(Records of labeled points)

-------------------------

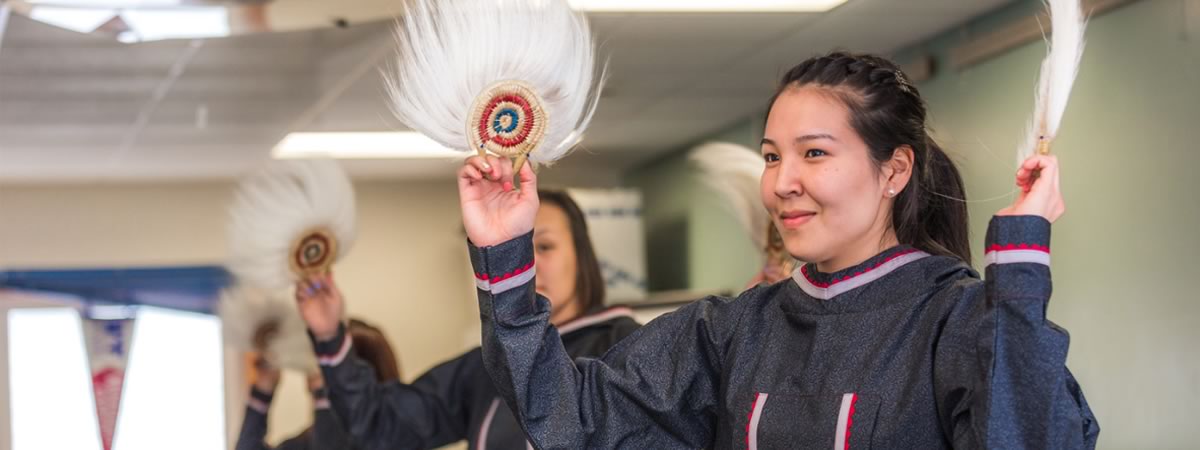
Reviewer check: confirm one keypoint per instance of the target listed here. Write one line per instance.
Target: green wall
(1126, 250)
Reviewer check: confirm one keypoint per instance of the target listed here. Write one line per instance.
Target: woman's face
(556, 263)
(823, 192)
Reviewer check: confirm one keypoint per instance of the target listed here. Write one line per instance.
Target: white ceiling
(77, 108)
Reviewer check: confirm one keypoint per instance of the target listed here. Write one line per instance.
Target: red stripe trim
(804, 270)
(505, 276)
(850, 419)
(750, 417)
(997, 247)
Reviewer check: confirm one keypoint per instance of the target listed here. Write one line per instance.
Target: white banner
(108, 353)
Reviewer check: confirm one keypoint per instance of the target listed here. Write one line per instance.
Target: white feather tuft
(735, 172)
(450, 51)
(273, 208)
(243, 310)
(1057, 76)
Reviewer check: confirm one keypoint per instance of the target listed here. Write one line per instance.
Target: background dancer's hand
(1041, 196)
(264, 376)
(493, 210)
(321, 305)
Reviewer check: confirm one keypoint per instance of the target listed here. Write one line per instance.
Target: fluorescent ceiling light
(75, 19)
(405, 144)
(106, 4)
(705, 5)
(178, 23)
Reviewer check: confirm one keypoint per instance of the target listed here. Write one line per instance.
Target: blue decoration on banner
(192, 288)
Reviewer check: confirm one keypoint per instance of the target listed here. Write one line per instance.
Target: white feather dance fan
(244, 310)
(735, 172)
(291, 220)
(288, 221)
(1057, 77)
(513, 77)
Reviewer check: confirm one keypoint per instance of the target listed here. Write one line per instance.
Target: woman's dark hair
(371, 345)
(888, 113)
(588, 281)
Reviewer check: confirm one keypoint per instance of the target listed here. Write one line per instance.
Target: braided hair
(887, 112)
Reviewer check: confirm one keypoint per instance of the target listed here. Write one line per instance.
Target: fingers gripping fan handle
(508, 119)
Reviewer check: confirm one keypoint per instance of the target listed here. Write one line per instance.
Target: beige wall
(408, 271)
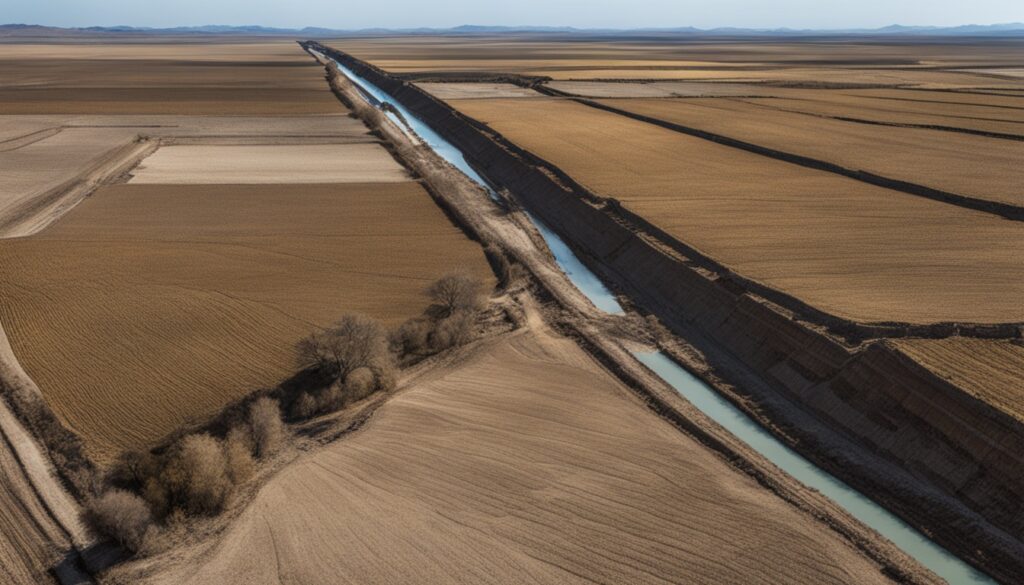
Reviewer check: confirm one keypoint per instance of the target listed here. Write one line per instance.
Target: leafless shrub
(387, 376)
(458, 329)
(355, 341)
(267, 429)
(412, 337)
(509, 273)
(239, 455)
(197, 474)
(157, 495)
(121, 515)
(304, 407)
(455, 293)
(332, 399)
(359, 383)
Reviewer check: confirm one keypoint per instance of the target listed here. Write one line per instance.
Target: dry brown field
(272, 78)
(152, 305)
(980, 167)
(910, 110)
(876, 61)
(990, 370)
(475, 90)
(525, 462)
(28, 535)
(858, 251)
(963, 111)
(202, 164)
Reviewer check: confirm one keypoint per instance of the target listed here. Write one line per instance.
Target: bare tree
(197, 474)
(121, 515)
(454, 293)
(354, 341)
(267, 429)
(239, 454)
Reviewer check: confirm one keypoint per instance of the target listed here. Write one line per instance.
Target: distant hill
(1003, 30)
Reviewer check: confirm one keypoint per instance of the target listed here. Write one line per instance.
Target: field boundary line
(1005, 210)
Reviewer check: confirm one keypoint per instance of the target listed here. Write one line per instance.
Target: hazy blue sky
(608, 13)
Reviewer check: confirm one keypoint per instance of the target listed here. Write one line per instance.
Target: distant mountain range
(1009, 29)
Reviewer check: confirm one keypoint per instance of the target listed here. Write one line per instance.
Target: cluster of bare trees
(356, 357)
(449, 322)
(352, 357)
(196, 475)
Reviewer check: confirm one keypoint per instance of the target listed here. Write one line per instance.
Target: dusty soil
(849, 60)
(48, 157)
(203, 79)
(30, 540)
(524, 462)
(269, 164)
(990, 370)
(152, 305)
(854, 250)
(913, 108)
(975, 166)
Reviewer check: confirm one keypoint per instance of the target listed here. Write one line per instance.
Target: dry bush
(267, 429)
(454, 331)
(197, 474)
(121, 515)
(304, 407)
(387, 376)
(508, 273)
(157, 495)
(239, 455)
(332, 399)
(412, 337)
(454, 293)
(354, 341)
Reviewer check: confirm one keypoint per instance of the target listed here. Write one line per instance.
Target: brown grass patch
(858, 251)
(974, 166)
(524, 461)
(263, 164)
(205, 79)
(152, 305)
(990, 370)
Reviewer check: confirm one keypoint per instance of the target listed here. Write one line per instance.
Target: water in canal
(701, 395)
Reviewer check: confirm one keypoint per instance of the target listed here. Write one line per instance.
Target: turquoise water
(582, 277)
(943, 562)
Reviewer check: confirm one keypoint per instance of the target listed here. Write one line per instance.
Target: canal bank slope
(941, 459)
(517, 460)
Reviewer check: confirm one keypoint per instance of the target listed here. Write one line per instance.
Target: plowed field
(152, 305)
(856, 250)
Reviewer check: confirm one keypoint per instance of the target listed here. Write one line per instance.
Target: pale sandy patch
(269, 164)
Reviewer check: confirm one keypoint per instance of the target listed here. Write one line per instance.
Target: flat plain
(152, 305)
(858, 251)
(204, 164)
(980, 167)
(526, 463)
(271, 78)
(862, 61)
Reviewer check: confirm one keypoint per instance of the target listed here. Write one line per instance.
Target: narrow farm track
(28, 534)
(525, 463)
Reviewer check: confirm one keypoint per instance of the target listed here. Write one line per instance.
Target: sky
(582, 13)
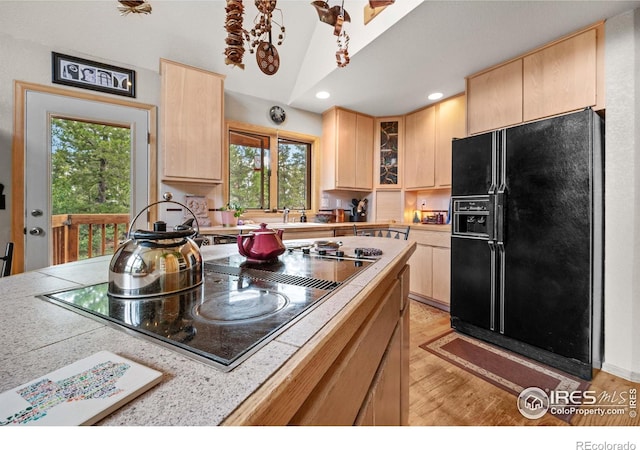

-------------------------

**AIM**
Select every line in the rows above that contains the string "banner", and treat case as significant.

**FULL SOLUTION**
Target: white banner
Target: blue decoration on banner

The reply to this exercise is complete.